Fondo investimento Usa da 6mila miliardi lascia Hong Kong e Tokyo e si sposta a Shanghai
Il Vanguard Group punta sul mercato cinese. Shanghai e Shenzhen in crescita dopo il crollo dovuto alla prima ondata di Covid-19. Il mondo produttivo va controcorrente e accelera i piani per abbandonare la Cina e tornare nei Paesi d’origine, soprattutto Stati Uniti, Unione europea, Giappone, Taiwan e India.
Shanghai (AsiaNews) – Il gigante finanziario Vanguard Group sposterà le sue operazioni in Asia da Hong Kong e Tokyo a Shanghai. La decisione del fondo d’investimento Usa, rivelata oggi da Caixin, va controcorrente rispetto alle politiche dell’amministrazione Trump, che non esclude un “decoupling” (disaccoppiamento) dell’economia degli Stati Uniti da quella cinese.
Vanguard Group gestisce fondi per un valore di 6.200 miliardi di dollari (oltre tre volte il Pil dell’Italia, ndr). Un portavoce della società ha spiegato che lo spostamento è dettato dalla volontà di puntare sul mercato cinese. Dopo il crollo causato dallo scoppio della pandemia in gennaio, le borse cinesi hanno recuperato e aumentato il loro valore, superando la media dei listini mondiali. La creazione di due listini tecnologici sul modello del Nasdaq di New York – Star Market a Shanghai e ChinaNext a Shenzhen – rendono il mercato azionario cinese ancora più interessante.
Se la finanza Usa continua a scommettere sulla Cina nel pieno della guerra geopolitica tra Washington e Pechino, il mondo industriale sembra orientato a seguire l’orientamento del presidente Trump per una maggiore separazione economica tra le due potenze.
Il governo degli Stati Uniti sta studiando un provvedimento per incentivare le aziende Usa ad abbandonare la Cina e tornare in patria – o a trasferire le proprie attività in un Paese alleato. In realtà questo è un trend cominciato già 10 anni fa a causa dell’aumento del costo della manodopera cinese: la pandemia di Covid-19, la guerra dei dazi e quella tecnologica tra le due superpotenze lo hanno accelerato.
Secondo un recente studio di Bank of America, l’emergenza coronavirus ha distrutto l’80% delle catene globali di approvvigionamento, di cui la Cina è il principale nodo manifatturiero. Tale scenario ha spinto il 75% delle imprese che operano nei mercati esteri – soprattutto quelle dagli Usa, Unione europea, Taiwan, Giappone e India – ad ampliare gli sforzi per riportare le attività industriali nei propri Paesi d’origine.

Cosa fare
Nell'articolo sul fondo Vanguard, perché le aziende Usa hanno cominciato già dieci anni fa a lasciare la Cina? Spiega anche che cosa, secondo l'articolo, ha accelerato questa tendenza.

Dati estratti
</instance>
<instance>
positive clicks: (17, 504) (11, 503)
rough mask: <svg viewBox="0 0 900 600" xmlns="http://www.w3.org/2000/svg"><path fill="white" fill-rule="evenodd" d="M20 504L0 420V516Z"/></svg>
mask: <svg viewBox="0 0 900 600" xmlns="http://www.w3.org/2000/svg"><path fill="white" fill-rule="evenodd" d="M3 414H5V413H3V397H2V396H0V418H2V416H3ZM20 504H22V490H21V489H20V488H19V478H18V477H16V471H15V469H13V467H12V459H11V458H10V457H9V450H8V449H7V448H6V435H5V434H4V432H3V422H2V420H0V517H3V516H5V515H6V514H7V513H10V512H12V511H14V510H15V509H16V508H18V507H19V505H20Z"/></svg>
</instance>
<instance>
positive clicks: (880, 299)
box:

Risposta
Hanno cominciato perché in Cina il costo della manodopera è aumentato. La tendenza è stata poi accelerata dalla pandemia di Covid-19, dalla guerra dei dazi e dalla guerra tecnologica tra le due superpotenze.